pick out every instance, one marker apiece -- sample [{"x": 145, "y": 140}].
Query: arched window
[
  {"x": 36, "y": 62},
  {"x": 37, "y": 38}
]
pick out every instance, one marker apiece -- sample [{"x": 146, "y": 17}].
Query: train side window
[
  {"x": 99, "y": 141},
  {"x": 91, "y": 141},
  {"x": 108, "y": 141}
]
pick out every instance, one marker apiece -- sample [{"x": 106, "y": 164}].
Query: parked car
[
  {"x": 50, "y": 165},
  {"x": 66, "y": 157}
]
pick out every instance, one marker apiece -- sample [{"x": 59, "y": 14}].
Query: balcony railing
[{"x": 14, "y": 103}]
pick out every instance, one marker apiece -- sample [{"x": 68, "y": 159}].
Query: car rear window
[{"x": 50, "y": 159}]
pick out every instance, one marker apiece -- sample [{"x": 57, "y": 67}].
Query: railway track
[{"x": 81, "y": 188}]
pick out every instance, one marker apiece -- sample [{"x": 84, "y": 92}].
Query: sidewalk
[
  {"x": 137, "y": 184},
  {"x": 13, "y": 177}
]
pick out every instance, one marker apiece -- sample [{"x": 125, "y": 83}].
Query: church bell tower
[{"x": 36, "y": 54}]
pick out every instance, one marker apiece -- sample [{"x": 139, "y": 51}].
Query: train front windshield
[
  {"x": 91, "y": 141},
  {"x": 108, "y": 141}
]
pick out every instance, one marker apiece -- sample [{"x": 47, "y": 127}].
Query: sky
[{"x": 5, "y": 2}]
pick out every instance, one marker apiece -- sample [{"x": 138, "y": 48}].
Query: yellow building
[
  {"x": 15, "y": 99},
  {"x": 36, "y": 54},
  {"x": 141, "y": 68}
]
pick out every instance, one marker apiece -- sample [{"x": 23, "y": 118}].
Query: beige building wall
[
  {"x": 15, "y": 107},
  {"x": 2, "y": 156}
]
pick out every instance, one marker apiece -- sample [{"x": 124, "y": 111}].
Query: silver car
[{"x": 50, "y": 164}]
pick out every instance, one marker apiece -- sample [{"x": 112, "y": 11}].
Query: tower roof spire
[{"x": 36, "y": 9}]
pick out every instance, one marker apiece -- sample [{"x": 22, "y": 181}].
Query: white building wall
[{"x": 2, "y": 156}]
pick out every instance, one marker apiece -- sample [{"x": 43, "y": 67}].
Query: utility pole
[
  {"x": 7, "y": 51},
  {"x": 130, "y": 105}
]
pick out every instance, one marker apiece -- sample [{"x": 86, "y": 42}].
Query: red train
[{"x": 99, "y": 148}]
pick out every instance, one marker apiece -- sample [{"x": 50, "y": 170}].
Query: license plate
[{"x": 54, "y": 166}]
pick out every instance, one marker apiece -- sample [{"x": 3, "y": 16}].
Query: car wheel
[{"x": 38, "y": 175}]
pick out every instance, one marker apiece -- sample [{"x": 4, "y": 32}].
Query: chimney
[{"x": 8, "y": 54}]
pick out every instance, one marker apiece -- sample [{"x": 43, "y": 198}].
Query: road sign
.....
EXERCISE REQUIREMENTS: Copy out each line of the items above in which the word "building" appears.

TASK OUTPUT:
Query: yellow building
Query: beige building wall
Query: white building wall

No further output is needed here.